____ Information given

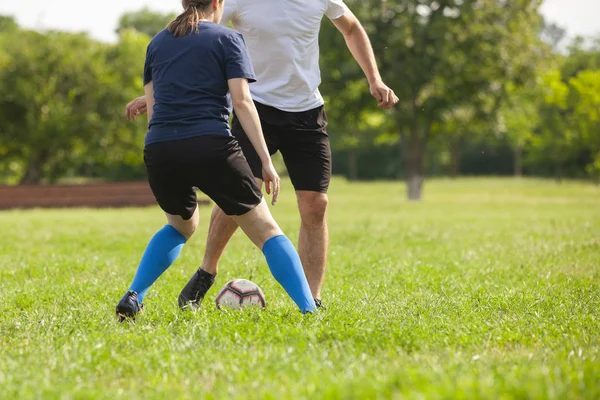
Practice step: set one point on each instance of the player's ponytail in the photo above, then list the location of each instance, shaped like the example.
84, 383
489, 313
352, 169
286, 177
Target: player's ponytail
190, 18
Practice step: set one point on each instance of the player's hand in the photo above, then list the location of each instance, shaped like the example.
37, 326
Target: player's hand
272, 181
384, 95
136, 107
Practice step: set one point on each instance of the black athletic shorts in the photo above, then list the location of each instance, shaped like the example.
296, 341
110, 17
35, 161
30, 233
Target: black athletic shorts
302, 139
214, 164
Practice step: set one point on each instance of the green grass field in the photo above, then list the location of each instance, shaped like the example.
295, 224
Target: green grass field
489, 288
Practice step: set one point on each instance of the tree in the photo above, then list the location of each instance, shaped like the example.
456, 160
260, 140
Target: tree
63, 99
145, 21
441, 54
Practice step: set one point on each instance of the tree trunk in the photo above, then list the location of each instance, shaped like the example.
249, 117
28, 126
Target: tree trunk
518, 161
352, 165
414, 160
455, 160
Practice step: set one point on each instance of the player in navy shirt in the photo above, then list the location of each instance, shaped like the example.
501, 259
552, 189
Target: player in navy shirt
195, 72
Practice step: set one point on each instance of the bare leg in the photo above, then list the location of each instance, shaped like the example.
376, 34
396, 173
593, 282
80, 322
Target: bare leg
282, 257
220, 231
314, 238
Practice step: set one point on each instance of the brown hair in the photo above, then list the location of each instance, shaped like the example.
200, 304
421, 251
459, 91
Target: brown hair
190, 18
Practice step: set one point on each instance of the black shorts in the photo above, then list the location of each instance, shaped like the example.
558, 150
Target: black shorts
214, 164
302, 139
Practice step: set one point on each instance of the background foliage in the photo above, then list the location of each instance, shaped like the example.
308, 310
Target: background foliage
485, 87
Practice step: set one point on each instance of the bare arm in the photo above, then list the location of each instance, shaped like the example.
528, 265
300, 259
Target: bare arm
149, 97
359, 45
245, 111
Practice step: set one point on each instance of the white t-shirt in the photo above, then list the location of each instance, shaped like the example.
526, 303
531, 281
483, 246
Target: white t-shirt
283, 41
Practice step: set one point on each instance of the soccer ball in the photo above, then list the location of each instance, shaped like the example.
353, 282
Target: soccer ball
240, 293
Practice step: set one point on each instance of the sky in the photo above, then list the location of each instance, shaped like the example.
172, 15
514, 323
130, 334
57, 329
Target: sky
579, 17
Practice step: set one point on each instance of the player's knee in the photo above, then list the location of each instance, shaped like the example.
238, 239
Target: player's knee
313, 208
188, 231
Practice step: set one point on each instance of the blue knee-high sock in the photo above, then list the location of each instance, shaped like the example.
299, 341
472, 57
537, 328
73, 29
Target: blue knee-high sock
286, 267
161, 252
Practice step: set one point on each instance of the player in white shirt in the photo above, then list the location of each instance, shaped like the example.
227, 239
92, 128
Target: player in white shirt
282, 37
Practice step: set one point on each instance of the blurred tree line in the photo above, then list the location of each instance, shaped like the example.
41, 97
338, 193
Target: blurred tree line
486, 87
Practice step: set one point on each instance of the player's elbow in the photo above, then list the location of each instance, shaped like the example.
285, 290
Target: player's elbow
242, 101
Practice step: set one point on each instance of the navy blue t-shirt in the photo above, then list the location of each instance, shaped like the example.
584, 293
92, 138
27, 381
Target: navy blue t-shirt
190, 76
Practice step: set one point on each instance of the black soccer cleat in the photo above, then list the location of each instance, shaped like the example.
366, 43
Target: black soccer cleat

________
____ Information given

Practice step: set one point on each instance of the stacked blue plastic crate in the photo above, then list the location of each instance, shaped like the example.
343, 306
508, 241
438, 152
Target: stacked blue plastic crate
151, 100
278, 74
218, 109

________

#### Task details:
Convert the listing into a Markdown table with the columns Row and Line, leaving out any blank lines. Begin at the line that has "the black soccer" and stop after the line that has "Target: black soccer cleat", including both of those lines.

#### Correct output:
| Row | Line |
|---|---|
| 1 | Practice step: set one point on each instance of the black soccer cleat in the photo above, then list the location of each instance, shaped like the example. |
| 2 | 366, 43 |
| 3 | Target: black soccer cleat |